● **AIM OF THE EXERCISE**:
Please give every record below again exactly, and keep the pictures out.

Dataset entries
☆ ☆ ☆ ☆ ☆ ☆ ☆
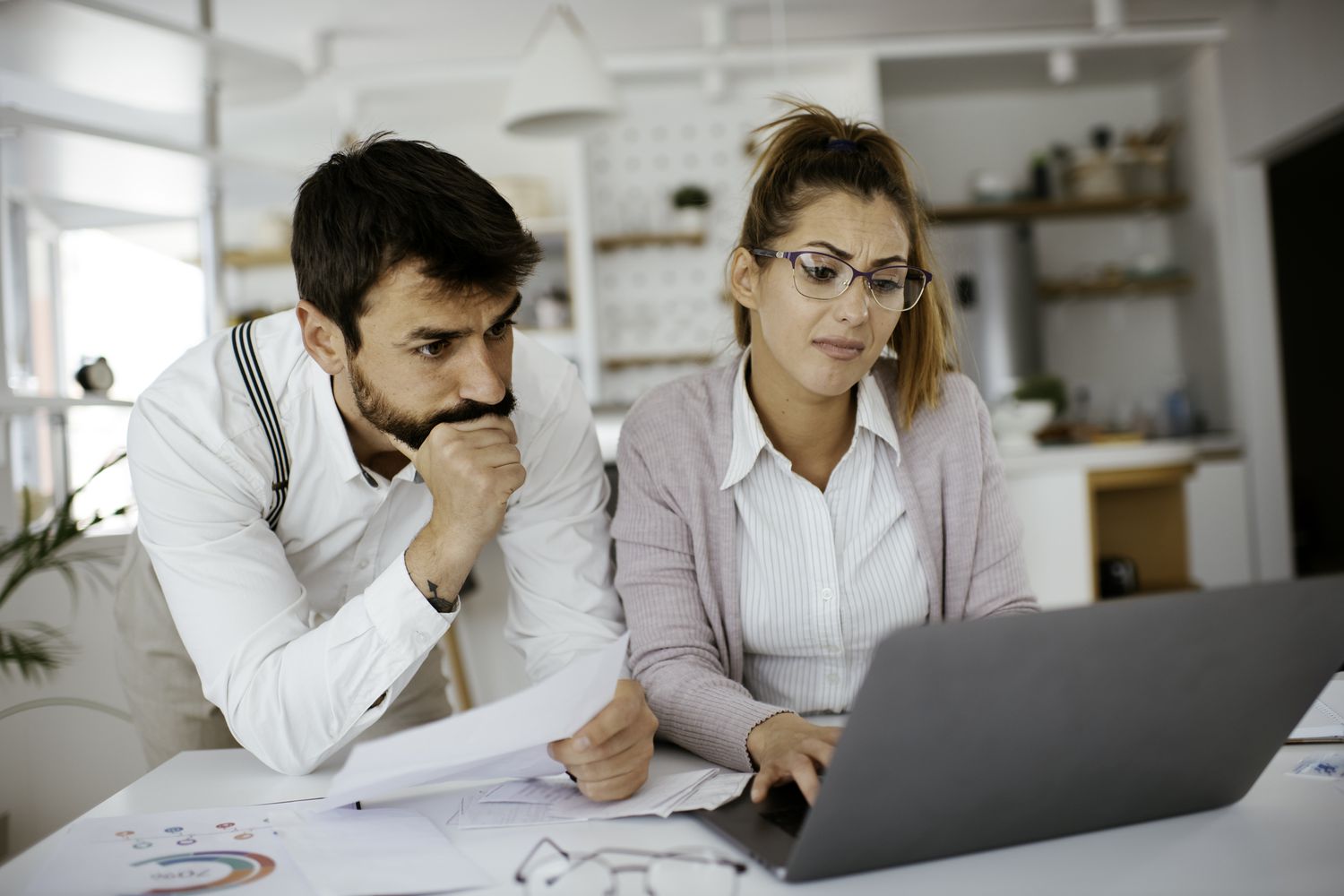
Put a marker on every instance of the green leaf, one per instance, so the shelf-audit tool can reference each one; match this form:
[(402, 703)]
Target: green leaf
[(34, 653)]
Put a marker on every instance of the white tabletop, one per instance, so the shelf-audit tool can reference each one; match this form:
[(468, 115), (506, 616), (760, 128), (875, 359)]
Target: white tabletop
[(1285, 837)]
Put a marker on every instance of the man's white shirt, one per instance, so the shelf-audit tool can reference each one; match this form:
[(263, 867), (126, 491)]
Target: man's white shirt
[(296, 633)]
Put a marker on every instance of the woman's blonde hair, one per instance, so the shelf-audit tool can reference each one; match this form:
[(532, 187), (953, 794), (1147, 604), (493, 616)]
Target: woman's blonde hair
[(811, 152)]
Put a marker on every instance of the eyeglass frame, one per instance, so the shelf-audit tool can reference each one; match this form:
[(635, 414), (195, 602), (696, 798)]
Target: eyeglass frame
[(648, 856), (866, 274)]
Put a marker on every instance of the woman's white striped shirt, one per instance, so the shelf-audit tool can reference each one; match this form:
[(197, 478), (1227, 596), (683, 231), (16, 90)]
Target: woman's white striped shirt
[(823, 575)]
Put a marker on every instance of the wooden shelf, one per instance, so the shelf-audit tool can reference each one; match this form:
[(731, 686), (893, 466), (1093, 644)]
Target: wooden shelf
[(632, 241), (650, 360), (257, 257), (1056, 209), (30, 403), (1055, 289)]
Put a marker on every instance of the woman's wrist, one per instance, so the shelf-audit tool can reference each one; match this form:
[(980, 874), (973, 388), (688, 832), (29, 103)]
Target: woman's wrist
[(760, 737)]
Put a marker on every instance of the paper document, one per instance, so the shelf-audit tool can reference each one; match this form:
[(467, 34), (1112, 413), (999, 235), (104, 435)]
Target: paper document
[(376, 850), (504, 739), (261, 850), (535, 802), (1325, 719)]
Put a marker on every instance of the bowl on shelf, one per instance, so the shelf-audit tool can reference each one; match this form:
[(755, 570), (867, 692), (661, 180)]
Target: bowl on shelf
[(1016, 422)]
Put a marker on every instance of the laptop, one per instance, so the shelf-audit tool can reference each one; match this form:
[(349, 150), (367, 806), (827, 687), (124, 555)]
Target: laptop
[(1019, 728)]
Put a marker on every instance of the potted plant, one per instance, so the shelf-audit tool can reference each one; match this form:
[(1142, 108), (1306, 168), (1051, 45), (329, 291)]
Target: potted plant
[(690, 203), (35, 649)]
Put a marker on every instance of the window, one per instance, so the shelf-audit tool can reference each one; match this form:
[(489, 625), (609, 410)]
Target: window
[(120, 293)]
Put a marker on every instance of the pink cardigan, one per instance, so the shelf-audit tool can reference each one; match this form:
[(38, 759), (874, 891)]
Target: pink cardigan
[(676, 551)]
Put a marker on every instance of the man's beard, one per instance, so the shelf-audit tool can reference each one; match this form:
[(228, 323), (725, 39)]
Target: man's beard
[(410, 429)]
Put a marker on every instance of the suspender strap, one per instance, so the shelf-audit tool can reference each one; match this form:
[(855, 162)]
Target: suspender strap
[(246, 357)]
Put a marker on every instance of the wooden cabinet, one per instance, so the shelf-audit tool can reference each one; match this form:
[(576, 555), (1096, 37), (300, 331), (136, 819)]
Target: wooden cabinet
[(1140, 514)]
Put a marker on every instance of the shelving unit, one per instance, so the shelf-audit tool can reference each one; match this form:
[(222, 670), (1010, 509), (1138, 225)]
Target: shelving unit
[(56, 403), (633, 241), (617, 363), (1031, 210), (245, 258), (1061, 289)]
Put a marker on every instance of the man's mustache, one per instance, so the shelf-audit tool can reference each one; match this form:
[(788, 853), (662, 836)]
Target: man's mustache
[(468, 410)]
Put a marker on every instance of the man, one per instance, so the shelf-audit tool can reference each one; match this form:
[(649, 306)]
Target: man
[(312, 495)]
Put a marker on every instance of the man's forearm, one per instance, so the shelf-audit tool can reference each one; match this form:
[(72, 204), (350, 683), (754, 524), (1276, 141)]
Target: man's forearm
[(438, 562)]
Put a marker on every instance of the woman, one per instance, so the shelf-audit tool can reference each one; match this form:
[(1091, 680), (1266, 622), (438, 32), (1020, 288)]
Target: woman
[(784, 512)]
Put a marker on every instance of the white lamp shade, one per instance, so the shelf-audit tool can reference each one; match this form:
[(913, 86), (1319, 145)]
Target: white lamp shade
[(559, 89)]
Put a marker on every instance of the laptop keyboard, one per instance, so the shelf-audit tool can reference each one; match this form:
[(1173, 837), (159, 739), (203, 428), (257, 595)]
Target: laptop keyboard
[(789, 820), (785, 807)]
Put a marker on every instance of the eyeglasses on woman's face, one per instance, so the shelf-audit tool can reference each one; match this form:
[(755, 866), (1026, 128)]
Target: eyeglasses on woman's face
[(823, 277)]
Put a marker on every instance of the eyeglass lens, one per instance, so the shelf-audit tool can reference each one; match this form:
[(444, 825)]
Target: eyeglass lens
[(824, 277), (664, 876)]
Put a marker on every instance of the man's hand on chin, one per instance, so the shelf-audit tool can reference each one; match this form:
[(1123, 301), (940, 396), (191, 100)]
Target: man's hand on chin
[(609, 756)]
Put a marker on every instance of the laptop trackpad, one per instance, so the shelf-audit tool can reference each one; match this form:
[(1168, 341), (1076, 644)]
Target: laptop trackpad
[(766, 831), (785, 807)]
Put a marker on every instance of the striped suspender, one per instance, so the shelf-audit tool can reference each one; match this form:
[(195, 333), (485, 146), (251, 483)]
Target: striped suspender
[(255, 383)]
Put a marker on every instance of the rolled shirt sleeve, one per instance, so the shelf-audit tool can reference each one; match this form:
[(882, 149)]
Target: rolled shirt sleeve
[(292, 692), (556, 538)]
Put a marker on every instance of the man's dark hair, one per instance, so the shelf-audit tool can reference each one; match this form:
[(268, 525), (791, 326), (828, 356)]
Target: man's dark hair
[(382, 202)]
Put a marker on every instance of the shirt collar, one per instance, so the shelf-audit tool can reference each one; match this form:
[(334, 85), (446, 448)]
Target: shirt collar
[(874, 414), (338, 452), (749, 437)]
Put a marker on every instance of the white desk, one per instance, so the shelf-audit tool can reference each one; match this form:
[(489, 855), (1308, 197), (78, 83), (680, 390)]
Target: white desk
[(1285, 837)]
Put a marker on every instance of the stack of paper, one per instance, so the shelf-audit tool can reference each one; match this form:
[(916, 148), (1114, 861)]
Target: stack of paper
[(504, 739), (550, 801), (265, 849), (1324, 720)]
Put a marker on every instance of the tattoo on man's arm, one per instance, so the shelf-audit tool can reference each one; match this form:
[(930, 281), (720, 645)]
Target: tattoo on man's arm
[(441, 605)]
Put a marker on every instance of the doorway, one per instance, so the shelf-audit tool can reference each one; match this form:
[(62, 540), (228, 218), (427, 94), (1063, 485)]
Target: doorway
[(1306, 207)]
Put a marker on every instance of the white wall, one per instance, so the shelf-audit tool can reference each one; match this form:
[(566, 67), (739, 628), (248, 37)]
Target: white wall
[(58, 762), (1282, 72)]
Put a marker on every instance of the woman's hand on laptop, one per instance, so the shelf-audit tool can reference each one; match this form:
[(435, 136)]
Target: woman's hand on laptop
☆ ☆ ☆ ☆ ☆ ☆ ☆
● **OUTPUT OF THE EXERCISE**:
Put a marker on every instance of the green leaf, one per instance, so the shelf-audit tool can reference each one; match this form:
[(402, 703)]
Target: green leaf
[(34, 653)]
Put a marker on every instance of the white tabletop, one per instance, so the shelf-audit tool can reference each one; match this form:
[(468, 115), (506, 616), (760, 128), (875, 359)]
Target: white tabletop
[(1285, 837)]
Put a marker on every instance of the man's white shirt, one per instance, so the shelf-audit tool can reference each one; match this form:
[(263, 867), (126, 491)]
Target: man's white shirt
[(296, 633)]
Put a marker on every instance of the woman's blonde hair, one per instance, so the shelf-audit tool can reference each one; match this form:
[(532, 187), (953, 794), (1147, 604), (493, 616)]
Target: woman's blonde hair
[(811, 152)]
Put a marker on every instance of the eyeglass frame, one per instance, so the shelf-audit tool can reference each one; match this form:
[(635, 414), (195, 602), (696, 798)]
Target: eyeglass frame
[(648, 856), (866, 274)]
Put a marker on every instance of the woman's white striped shirt, one per instance, so the shelf-audit tool can reference each one; match this form:
[(197, 478), (1227, 596), (683, 231), (16, 90)]
Target: woman's white striped shirt
[(823, 575)]
Put a marker on every instance of the wooden shelf, one per instance, so the shelf-audit tool can reference each one; match this form:
[(731, 686), (893, 466), (1093, 644)]
Target: wooden shelf
[(632, 241), (650, 360), (257, 257), (1056, 209), (30, 403), (1055, 289)]
Put a marker on every instance of the woman's wrist, one per instance, so the shelf-audit tool can reference each one; match this form:
[(980, 874), (973, 388), (688, 832), (29, 103)]
Target: woman's wrist
[(760, 737)]
Put a marker on every instance of the paper document, one per instance, so the shelf-audit tool can reference each one; match this form:
[(467, 34), (1112, 413), (999, 235), (104, 435)]
Target: paper document
[(376, 850), (504, 739), (261, 850), (535, 802), (1325, 719)]
Put a marker on every instance of the bowl on shelf, one per instance, so the shelf-audit tool can reference each one; match this form:
[(755, 570), (867, 692), (661, 180)]
Target: bowl on shelf
[(1016, 422)]
Put a marker on every instance of the laptop, one per instance, so the shelf-audit tool can reference each one; match this form:
[(349, 150), (367, 806), (827, 687), (124, 555)]
Target: laptop
[(1019, 728)]
Put a marker on every instance of the potted plant, one per instance, so the shelf-audit tool can reference each one; match this form:
[(1142, 108), (1306, 168), (1051, 45), (329, 291)]
Target: potted plant
[(690, 203), (35, 649)]
Put a marker on every instance of the window, one per instance, so the shelf-audit tool can reference each one; match this form:
[(489, 625), (609, 410)]
Target: window
[(120, 293)]
Put a marker on every instance of the pink cardigan, one per instance, so the shelf-audit tool can reference each one; match this form:
[(38, 759), (874, 891)]
Target: pink cardigan
[(676, 551)]
Put a marker on every instance of the man's beard, one per instance, so the shelf-audit tool can reference each one; match this form:
[(228, 323), (725, 39)]
Target: man's beard
[(410, 429)]
Put a marker on every instance of the suspender strap, one per instance, so the shelf-audit tool can reference each one; match this form:
[(855, 162)]
Target: suspender strap
[(246, 357)]
Put a marker on every instance of the wooden cabinet, one per instance, so the shelf-audit tool can reference each one; match this form:
[(576, 555), (1096, 37), (300, 331), (136, 819)]
Target: wooden cabinet
[(1140, 514)]
Put a marker on every instance of the shelving unit, one per instance, so the shelf-audit tool can reference each one; match this form:
[(222, 670), (1010, 509), (1138, 225)]
Target: shelving unit
[(56, 403), (633, 241), (617, 363), (1031, 210), (245, 258), (1061, 289)]
Put a marker on every instance of the man's mustache, one per instance, so the shelf-audit tool can reference each one; match this form:
[(788, 853), (662, 836)]
Target: man's mustache
[(468, 410)]
Put a marker on every instance of the man, one per instance, so the shelf-audit tool can reference each one; match this form:
[(649, 306)]
Target: man
[(312, 495)]
Put a marker on every instance of the man's forearm, one per instance, so the shelf-audit tool can reference each one; match this form:
[(72, 204), (350, 683), (754, 524), (1276, 141)]
Target: man's forearm
[(438, 562)]
Put a marker on every instance of the woman, one per instance, so the shelf-audit tool can reference each one; match this form:
[(1091, 680), (1266, 622), (438, 32), (1020, 288)]
Target: woman
[(784, 512)]
Put a marker on every instance of the white lamp shade, one per instance, so the shelf-audit tool can reference each one; match this form:
[(913, 86), (1319, 145)]
Target: white lamp shade
[(559, 89)]
Put a marker on every instance of the laptop keyboard, one per instance, so the shelf-audit tool can reference each one; match this form:
[(1173, 837), (159, 739), (203, 428), (257, 595)]
Target: laptop keyboard
[(789, 820), (785, 807)]
Put a marker on every instance of the eyeglasses on woman's face, one per instance, so the shelf-audit tool can reference each one; match this form:
[(755, 866), (1026, 128)]
Target: eyeglasses on woman's face
[(823, 277)]
Put a marker on every instance of the eyeglass lens, one per instance, so the shelf-audit tool can reference each one; match this form:
[(444, 825)]
Target: eyeglass lens
[(824, 277), (664, 876)]
Put a marker on every instance of the man's hand on chin, one per instance, so the shelf-audit tool can reference each one; match this form:
[(1123, 301), (940, 396), (191, 100)]
Target: man's hand on chin
[(609, 756)]
Put a marker on every instance of the laptop trackpad, one per instance, so the shelf-audit tool can reference each one; match this form:
[(1168, 341), (1076, 644)]
Target: laptop trackpad
[(766, 831), (785, 807)]
Put a marker on every instance of the striped suspender, one per instance, so the shelf-audit tool can reference each one; match this form:
[(195, 333), (485, 146), (251, 483)]
Target: striped suspender
[(255, 383)]
Put a marker on every instance of the rolled shirt sleeve, one per instance, so the shelf-audit tool can reference each one; match this form:
[(882, 149)]
Target: rolled shirt sleeve
[(292, 692), (556, 538)]
Put a marker on every instance of the man's dark hair, one per instance, so the shelf-audit tool can reference each one; match this form:
[(268, 525), (791, 326), (828, 356)]
Target: man's dark hair
[(382, 202)]
Put a marker on every instance of the shirt collar, one per instance, so the shelf-audit tool can reference each one; match this form:
[(334, 85), (446, 448)]
Target: shirt collar
[(874, 414), (338, 452), (749, 437)]
Put a marker on every instance of the white desk, one per instance, so the shelf-audit tool can reference each one; match this form:
[(489, 855), (1308, 197), (78, 83), (680, 390)]
Target: white desk
[(1285, 837)]
Put a marker on every instance of the stack of paper, one per instance, so the shelf-audit tool can reference each one; match this form:
[(916, 148), (1114, 861)]
Target: stack of paper
[(504, 739), (550, 801), (265, 849), (1324, 720)]
Put a marker on every instance of the tattoo on man's arm, one per instance, so the shelf-audit tool can reference each one; match this form:
[(930, 281), (720, 645)]
Target: tattoo on man's arm
[(441, 605)]
Put a marker on every instance of the doorway, one per instance, so the shelf-audit tool can reference each one; match this form:
[(62, 540), (228, 218), (427, 94), (1063, 485)]
Target: doorway
[(1306, 207)]
Put a marker on every instance of the white wall, one per instance, so the shelf-audit tool can reference each one; match this form:
[(566, 67), (739, 628), (248, 37)]
Target: white wall
[(58, 762), (1282, 72)]
Put a marker on every instance of the woman's hand on laptop, one per instance, so the shelf-audit tool can reference each one; match this form:
[(435, 136)]
Target: woman's hand on laptop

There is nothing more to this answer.